SET EXERCISE A:
Render every line of the records that follow the immigration reform piece as a JSON list of strings, one string per line, with blank lines omitted.

^^^^^^^^

Wanting, demanding it all will kill immigration reform. Is the death of immigration reform desirable? In fact, is there any support for my proposal at all especially among the very people it can legalize?
I know there is and I know that the compromise proposal can positively affect chances for immigration reform.
Support is there for my proposal and it comes specifically from people who are here illegally and would be directly affected. A “path to citizenship” is not that important for many. The New York Times published a piece that quotes many of these people and they support my proposal.
Nicaraguan Glendy Martínez is here illegally and has one American citizen child here (three at home she supports). “So many people back there depend on those of us who are here…It would be such a help if we could work in peace and go back sometimes to see our children.” Glendy doesn’t care about citizenship, she only wants legalization.
“For many undocumented people, citizenship is not a priority,” said Oscar A. Chacon, executive director of the National Alliance of Latin American and Caribbean Communities, “What they really care about is a solution that allows them to overcome their greatest vulnerabilities.” Vulnerabilities means arrest and deportation.
Legalization (New York Times) “For foreigners…those who cannot get a driver’s license in most states and live with gnawing worry about being fired or deported — that (legalization) would be enough…if they could work and drive legally, and visit relatives outside the country.” Fine.
Standing in the way of compromise are some Republican congressmen (about 40-60 of them) and myriad pro-immigration advocates who have yet to discover the blessings of American political compromise.
The Times: “We either have a path to citizenship or a path to hell,” said María Rodriguez, executive director of the Florida Immigrant Coalition. She continues: “A person who lives in this country but will never have an opportunity for citizenship creates a second class. It seems completely un-American.”
Counter argument: Only 40% of the 1986 Amnestied people, only 40% became citizens out of 3.5 million people.
“Citizenship is fundamental,” insists a Bolivian who has been in the United States illegally for a decade. “Otherwise we will be 11 million people left in limbo.”

^^^^^^^^

SET EXERCISE B:
Transcribe the immigration reform piece above word for word, starting at "Wanting, demanding it" and ending at "for immigration reform.".

LISTED ENTRIES:
^^^^^^^^

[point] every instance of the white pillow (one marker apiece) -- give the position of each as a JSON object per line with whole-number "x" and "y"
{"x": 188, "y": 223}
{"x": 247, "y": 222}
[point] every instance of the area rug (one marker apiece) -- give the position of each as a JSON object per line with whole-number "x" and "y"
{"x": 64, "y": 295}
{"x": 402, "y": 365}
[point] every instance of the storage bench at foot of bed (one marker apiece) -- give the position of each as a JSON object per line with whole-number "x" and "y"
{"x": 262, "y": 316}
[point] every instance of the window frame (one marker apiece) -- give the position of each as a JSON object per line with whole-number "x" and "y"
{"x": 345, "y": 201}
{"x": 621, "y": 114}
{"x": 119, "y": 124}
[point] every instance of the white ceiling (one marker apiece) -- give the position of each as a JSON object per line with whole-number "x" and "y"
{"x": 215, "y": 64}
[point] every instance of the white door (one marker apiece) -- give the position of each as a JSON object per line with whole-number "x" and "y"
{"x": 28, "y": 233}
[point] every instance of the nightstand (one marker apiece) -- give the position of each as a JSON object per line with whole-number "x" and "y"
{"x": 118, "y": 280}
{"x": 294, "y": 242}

^^^^^^^^

FULL OUTPUT A:
[
  "[point] every instance of the white pillow (one marker apiece) -- give the position of each as a JSON object per line with whole-number \"x\" and \"y\"",
  "{\"x\": 188, \"y\": 223}",
  "{\"x\": 247, \"y\": 222}",
  "[point] every instance of the area rug (one marker apiece) -- give the position of each as a JSON object per line with whole-number \"x\" and \"y\"",
  "{\"x\": 64, \"y\": 295}",
  "{\"x\": 402, \"y\": 365}",
  "[point] every instance of the storage bench at foot of bed (one marker apiece) -- give the position of each as a JSON object per line with whole-number \"x\" and \"y\"",
  "{\"x\": 262, \"y\": 316}",
  "[point] every instance of the window frame (one marker apiece) -- give the position of each as a JSON object per line with whole-number \"x\" and \"y\"",
  "{\"x\": 345, \"y\": 201}",
  "{\"x\": 621, \"y\": 114}",
  "{\"x\": 119, \"y\": 124}",
  "[point] every instance of the white ceiling (one marker apiece) -- give the position of each as a JSON object per line with whole-number \"x\" and \"y\"",
  "{\"x\": 215, \"y\": 64}",
  "[point] every instance of the white door (one marker apiece) -- give the position of each as a JSON object per line with whole-number \"x\" and \"y\"",
  "{\"x\": 28, \"y\": 233}",
  "[point] every instance of the nightstand (one marker apiece) -- give the position of each as a JSON object per line with whole-number \"x\" and \"y\"",
  "{\"x\": 118, \"y\": 280}",
  "{\"x\": 294, \"y\": 242}"
]

FULL OUTPUT B:
Wanting, demanding it all will kill immigration reform. Is the death of immigration reform desirable? In fact, is there any support for my proposal at all especially among the very people it can legalize?
I know there is and I know that the compromise proposal can positively affect chances for immigration reform.